# STATED TASK
Copy out every one of the records below, reproducing each line character for character with nothing added or left out.

# MATERIAL FOR THIS TASK

[start]

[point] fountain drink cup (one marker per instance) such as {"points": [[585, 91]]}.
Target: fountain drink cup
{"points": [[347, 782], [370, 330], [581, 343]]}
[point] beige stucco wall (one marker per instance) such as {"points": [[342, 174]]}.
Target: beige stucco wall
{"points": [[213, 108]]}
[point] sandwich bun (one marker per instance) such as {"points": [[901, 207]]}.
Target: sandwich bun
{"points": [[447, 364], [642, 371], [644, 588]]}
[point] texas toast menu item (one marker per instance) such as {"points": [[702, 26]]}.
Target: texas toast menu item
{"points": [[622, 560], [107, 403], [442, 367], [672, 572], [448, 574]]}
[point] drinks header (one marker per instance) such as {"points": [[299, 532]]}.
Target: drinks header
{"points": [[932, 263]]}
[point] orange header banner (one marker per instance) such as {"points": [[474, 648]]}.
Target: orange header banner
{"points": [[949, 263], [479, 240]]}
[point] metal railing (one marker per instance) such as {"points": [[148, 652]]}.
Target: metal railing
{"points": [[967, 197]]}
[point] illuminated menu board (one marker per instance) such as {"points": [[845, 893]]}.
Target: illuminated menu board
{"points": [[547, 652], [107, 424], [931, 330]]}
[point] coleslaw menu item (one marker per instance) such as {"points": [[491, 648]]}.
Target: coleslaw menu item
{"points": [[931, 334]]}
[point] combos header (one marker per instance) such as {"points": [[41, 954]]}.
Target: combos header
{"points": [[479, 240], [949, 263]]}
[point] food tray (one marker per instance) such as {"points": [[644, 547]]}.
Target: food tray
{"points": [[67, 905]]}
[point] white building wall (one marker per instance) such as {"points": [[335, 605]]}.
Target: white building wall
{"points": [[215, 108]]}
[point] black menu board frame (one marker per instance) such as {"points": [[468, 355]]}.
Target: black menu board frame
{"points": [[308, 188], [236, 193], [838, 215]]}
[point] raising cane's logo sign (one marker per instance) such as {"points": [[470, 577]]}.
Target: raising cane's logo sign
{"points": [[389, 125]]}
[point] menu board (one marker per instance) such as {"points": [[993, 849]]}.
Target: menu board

[end]

# SOLVED PROBLEM
[point] fountain drink cup (one marker per instance) such as {"points": [[585, 91]]}.
Target: fountain drink cup
{"points": [[347, 782], [370, 330], [581, 343]]}
[point] beige stucco wall (one marker per instance) such as {"points": [[342, 174]]}.
Target: beige stucco wall
{"points": [[213, 108]]}
[point] sandwich bun (one marker per instance) such as {"points": [[901, 207]]}.
Target: sandwich bun
{"points": [[447, 364], [642, 371], [644, 588]]}
[point] texas toast menu item (one marker per instance) such as {"points": [[702, 26]]}.
Target: texas toast menu item
{"points": [[622, 560], [107, 403], [442, 367], [672, 572], [448, 574]]}
[point] drinks header (one marker per instance) such as {"points": [[299, 532]]}.
Target: drinks header
{"points": [[932, 263]]}
[point] orange header banner (one marker per instance) such as {"points": [[474, 648]]}.
Target: orange header banner
{"points": [[949, 263], [479, 240]]}
[point] metal railing (one marker per instance) such as {"points": [[148, 652]]}.
Target: metal railing
{"points": [[967, 197]]}
[point] illuminated menu board (one marker per instance) such as {"points": [[845, 893]]}.
Target: illuminated menu board
{"points": [[547, 652], [107, 424], [931, 330]]}
[point] coleslaw menu item (one marker per instance) such as {"points": [[491, 648]]}.
Target: coleslaw menu item
{"points": [[931, 334]]}
[point] combos header (one marker per instance) such as {"points": [[41, 954]]}.
Target: combos header
{"points": [[479, 240], [949, 263]]}
[point] food tray (one marker per instance) such as {"points": [[644, 547]]}.
Target: food tray
{"points": [[67, 905]]}
[point] white building wall (one marker per instance) such as {"points": [[335, 605]]}.
Target: white building wall
{"points": [[215, 108]]}
[point] black menu board frame (one marker per instance) such as {"points": [[468, 355]]}.
Target: black menu board frame
{"points": [[308, 188], [236, 193], [838, 215]]}
[point] raising cane's logo sign (one marker per instance) such as {"points": [[470, 577]]}.
Target: raising cane's logo sign
{"points": [[389, 125]]}
[point] menu board (one marker per instance) such as {"points": [[993, 849]]}.
Target: menu board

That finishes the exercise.